What you need to do – Copy out word for word the lines in the records below, from the line containing "Above is an image. You are tasked with finding the stone" down to the line containing "[510,262,551,291]", including both of those lines.
***** Entries shown
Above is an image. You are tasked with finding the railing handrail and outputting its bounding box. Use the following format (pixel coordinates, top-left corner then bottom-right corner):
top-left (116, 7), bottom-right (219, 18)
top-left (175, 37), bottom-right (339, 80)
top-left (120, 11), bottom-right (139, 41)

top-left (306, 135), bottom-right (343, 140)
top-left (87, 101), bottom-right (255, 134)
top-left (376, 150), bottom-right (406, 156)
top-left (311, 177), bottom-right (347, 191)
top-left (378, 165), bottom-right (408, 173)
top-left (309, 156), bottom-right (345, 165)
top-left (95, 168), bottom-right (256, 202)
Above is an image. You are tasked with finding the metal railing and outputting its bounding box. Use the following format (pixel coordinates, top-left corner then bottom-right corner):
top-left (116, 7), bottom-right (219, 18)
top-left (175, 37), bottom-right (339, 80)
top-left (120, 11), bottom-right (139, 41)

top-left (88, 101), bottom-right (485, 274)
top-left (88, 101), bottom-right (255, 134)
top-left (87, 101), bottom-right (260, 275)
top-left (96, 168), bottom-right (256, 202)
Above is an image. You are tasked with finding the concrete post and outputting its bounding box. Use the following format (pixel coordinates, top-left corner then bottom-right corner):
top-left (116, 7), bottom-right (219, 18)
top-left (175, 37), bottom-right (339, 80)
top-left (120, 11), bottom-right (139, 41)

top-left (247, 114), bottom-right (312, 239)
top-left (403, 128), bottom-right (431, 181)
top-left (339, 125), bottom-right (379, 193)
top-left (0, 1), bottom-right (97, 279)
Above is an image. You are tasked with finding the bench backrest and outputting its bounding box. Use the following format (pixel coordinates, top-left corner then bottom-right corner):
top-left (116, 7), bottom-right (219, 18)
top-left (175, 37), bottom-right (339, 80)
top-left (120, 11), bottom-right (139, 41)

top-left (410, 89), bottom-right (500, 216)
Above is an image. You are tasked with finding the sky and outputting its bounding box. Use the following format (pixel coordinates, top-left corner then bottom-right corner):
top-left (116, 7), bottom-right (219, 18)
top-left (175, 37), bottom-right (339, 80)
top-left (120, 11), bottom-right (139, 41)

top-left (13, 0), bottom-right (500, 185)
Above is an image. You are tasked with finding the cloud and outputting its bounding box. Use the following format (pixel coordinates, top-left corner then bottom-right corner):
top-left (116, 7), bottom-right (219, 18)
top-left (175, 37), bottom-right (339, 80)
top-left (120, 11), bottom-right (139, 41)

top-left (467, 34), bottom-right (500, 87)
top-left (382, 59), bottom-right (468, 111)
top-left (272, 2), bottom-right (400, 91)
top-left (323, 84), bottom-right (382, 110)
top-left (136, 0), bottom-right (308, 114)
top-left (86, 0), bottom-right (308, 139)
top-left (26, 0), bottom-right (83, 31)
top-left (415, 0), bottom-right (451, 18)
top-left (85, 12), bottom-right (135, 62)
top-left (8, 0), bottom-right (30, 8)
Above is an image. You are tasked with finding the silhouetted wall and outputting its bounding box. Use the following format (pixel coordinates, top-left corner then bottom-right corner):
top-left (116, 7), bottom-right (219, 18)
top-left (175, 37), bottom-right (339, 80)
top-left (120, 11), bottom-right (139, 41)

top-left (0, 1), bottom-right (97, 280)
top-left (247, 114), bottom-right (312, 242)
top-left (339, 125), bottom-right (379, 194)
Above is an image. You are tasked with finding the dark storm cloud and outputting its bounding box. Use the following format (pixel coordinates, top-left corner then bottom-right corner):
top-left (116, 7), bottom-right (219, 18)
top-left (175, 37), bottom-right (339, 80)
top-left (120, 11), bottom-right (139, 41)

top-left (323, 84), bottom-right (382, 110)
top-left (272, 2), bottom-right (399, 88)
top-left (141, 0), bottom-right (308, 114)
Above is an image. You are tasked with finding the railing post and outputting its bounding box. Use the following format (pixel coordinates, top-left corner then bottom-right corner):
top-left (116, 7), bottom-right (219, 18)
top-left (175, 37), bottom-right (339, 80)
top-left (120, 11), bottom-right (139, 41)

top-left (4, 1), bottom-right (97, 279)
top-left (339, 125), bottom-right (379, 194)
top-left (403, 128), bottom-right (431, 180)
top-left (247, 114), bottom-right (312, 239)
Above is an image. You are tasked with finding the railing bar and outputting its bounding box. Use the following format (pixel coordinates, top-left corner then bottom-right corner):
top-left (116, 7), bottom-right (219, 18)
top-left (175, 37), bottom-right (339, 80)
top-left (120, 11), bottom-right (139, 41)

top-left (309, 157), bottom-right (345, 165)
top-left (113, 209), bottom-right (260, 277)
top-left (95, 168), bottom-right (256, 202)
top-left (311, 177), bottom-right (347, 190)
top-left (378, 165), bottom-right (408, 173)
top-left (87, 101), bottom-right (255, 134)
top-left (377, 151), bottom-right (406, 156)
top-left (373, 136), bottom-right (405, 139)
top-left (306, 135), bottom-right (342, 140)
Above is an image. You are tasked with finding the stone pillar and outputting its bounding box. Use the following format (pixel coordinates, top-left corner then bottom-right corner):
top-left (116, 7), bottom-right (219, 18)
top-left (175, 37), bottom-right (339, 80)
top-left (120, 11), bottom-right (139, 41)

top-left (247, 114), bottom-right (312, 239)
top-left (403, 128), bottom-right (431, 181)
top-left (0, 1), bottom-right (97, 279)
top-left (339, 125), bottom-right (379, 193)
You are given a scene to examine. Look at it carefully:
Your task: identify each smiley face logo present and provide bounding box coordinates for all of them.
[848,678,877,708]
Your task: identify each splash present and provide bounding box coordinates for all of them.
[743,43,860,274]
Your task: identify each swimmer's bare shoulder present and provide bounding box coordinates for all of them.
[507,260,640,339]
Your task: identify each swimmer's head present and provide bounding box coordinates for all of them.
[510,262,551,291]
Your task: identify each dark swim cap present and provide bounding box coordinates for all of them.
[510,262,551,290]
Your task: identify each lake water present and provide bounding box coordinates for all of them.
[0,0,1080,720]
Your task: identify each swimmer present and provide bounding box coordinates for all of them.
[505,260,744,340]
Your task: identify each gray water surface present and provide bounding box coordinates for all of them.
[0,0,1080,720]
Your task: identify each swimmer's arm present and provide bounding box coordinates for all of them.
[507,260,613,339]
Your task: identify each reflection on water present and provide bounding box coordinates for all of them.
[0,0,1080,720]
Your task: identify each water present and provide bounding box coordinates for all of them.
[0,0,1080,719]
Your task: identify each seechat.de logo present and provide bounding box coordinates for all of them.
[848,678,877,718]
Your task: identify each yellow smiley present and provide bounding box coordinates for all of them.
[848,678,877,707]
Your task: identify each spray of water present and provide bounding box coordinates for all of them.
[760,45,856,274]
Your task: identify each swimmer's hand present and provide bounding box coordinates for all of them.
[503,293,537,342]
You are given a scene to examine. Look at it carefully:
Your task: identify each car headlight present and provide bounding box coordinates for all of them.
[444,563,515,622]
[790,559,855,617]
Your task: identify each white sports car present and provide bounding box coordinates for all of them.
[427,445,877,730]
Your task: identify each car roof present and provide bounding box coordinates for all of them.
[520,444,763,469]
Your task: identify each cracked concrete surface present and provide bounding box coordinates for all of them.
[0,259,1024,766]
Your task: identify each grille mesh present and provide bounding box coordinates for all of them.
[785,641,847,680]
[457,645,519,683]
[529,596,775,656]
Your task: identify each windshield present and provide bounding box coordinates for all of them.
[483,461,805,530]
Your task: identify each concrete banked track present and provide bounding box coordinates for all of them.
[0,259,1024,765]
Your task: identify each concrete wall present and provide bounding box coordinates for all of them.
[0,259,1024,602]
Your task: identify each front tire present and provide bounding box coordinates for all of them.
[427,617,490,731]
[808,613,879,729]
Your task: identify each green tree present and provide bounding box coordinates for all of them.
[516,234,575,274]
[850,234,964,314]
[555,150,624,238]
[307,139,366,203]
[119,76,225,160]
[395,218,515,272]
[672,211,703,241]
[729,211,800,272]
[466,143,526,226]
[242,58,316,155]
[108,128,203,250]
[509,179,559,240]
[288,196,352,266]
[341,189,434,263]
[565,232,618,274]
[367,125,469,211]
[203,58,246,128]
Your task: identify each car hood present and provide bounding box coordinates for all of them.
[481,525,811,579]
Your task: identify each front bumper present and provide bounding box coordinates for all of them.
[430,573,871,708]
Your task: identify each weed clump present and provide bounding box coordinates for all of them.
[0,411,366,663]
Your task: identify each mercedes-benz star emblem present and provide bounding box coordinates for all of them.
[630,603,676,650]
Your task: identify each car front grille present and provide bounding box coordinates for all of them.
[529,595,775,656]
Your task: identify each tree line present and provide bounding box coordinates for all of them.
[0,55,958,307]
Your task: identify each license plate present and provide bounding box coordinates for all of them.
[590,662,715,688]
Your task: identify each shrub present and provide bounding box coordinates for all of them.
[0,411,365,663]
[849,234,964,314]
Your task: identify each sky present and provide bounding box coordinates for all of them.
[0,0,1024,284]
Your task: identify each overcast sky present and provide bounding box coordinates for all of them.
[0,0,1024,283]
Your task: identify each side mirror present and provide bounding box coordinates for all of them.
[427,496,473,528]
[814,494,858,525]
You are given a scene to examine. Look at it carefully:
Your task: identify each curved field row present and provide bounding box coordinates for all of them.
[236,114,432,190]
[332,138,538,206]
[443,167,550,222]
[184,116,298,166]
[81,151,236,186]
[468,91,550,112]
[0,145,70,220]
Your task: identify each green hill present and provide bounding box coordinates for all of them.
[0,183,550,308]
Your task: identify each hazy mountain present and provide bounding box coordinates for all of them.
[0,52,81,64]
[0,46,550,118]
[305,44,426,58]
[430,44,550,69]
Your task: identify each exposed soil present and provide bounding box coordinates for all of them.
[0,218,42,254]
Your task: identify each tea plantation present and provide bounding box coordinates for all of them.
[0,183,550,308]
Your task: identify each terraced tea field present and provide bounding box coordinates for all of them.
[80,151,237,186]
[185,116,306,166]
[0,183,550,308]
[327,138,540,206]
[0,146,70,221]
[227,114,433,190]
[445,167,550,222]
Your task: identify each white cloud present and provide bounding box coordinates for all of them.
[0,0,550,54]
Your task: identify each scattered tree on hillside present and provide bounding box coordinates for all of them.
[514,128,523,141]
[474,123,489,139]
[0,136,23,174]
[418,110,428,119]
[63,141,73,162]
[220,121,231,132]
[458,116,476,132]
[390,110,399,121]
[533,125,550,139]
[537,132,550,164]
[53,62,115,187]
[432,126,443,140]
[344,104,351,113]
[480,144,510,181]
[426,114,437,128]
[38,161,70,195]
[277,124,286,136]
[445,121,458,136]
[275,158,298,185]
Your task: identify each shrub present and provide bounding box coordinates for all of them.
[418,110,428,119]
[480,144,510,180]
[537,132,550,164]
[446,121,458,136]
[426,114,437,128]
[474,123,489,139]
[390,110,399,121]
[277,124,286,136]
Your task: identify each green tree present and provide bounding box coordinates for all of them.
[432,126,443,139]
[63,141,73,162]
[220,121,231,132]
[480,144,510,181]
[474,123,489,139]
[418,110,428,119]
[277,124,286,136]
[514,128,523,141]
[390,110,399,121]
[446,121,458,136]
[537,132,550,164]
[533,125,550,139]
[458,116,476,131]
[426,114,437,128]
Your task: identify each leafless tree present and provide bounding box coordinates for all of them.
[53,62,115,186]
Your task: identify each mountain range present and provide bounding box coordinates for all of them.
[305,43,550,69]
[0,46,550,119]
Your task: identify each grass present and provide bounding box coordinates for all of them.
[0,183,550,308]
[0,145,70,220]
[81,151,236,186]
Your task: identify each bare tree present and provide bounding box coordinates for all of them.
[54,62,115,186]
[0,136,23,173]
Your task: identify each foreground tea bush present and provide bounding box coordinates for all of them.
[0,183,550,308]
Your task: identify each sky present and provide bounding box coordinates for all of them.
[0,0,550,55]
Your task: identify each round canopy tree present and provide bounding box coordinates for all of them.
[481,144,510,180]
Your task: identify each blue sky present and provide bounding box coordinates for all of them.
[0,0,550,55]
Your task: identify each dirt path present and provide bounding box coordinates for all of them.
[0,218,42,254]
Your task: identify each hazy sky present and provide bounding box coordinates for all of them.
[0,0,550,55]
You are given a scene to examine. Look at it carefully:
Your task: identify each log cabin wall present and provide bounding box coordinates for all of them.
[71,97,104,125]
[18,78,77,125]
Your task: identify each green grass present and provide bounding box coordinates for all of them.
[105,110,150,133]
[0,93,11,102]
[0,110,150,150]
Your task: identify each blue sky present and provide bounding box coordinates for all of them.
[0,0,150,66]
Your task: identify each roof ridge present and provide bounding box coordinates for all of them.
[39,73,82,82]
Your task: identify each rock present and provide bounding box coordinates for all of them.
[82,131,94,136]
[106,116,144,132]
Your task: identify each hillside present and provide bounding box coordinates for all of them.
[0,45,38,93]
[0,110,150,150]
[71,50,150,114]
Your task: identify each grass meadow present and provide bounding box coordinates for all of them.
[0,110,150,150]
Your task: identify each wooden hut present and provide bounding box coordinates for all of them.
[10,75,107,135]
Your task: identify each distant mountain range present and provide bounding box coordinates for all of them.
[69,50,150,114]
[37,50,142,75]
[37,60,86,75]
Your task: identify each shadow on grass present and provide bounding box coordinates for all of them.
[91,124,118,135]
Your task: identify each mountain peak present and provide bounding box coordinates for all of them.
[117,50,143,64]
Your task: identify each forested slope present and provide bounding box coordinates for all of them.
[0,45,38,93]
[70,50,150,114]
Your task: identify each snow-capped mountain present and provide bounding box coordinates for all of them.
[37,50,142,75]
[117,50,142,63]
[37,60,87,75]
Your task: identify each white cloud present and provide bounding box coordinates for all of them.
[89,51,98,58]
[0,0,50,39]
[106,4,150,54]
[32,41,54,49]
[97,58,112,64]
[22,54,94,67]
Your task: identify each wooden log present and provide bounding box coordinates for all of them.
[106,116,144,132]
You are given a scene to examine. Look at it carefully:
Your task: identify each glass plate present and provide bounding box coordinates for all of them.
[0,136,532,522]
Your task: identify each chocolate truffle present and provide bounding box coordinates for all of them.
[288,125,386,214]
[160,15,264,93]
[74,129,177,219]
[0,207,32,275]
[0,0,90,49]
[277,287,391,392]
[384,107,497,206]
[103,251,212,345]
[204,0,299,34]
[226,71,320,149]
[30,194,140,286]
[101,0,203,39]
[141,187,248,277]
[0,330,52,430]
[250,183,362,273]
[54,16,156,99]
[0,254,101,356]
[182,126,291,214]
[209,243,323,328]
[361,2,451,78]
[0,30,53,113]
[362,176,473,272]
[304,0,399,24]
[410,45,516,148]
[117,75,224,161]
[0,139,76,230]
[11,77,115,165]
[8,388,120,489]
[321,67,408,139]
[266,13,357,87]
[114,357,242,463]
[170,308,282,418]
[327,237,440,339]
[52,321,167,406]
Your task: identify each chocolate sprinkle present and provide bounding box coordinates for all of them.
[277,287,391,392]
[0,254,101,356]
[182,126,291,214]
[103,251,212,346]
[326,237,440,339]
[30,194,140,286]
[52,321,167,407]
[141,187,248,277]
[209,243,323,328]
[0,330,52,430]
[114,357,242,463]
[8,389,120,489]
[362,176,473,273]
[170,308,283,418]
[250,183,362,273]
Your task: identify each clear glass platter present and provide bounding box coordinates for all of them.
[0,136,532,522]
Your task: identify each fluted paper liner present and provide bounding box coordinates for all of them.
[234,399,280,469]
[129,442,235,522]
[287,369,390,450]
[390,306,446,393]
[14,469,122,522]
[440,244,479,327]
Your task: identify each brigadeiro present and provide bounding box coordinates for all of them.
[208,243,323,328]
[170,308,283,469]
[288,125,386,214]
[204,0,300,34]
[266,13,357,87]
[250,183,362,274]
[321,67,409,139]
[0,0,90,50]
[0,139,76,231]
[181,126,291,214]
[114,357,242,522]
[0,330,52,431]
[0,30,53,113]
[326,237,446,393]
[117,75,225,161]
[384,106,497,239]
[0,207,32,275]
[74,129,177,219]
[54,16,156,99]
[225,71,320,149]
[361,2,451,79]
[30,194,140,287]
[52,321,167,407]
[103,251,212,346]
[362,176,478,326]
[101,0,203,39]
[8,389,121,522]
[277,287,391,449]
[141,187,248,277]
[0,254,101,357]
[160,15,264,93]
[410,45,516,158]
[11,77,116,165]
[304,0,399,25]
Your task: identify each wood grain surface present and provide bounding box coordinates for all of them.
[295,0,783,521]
**********
The reply –
Above is an image. You are tasked with finding the stone pillar and outputting its bounding box. Use the following format (pixel coordinates, top-left corner then bottom-right corner):
top-left (116, 7), bottom-right (219, 18)
top-left (175, 37), bottom-right (339, 80)
top-left (120, 11), bottom-right (139, 41)

top-left (247, 114), bottom-right (312, 239)
top-left (403, 128), bottom-right (431, 181)
top-left (0, 1), bottom-right (97, 279)
top-left (339, 125), bottom-right (379, 193)
You are given a scene to examine. Look at it carefully:
Your task: identify each smiley face logo present and provide bounding box coordinates for all of them.
[848,678,877,708]
Your task: identify each splash present and provide bounding box coordinates for all of them.
[743,43,860,274]
Your task: identify each swimmer's bare shoulder present and provide bounding box coordinates for all of them.
[507,260,640,339]
Your task: identify each swimmer's head present and provide bounding box coordinates for all of them.
[510,262,551,291]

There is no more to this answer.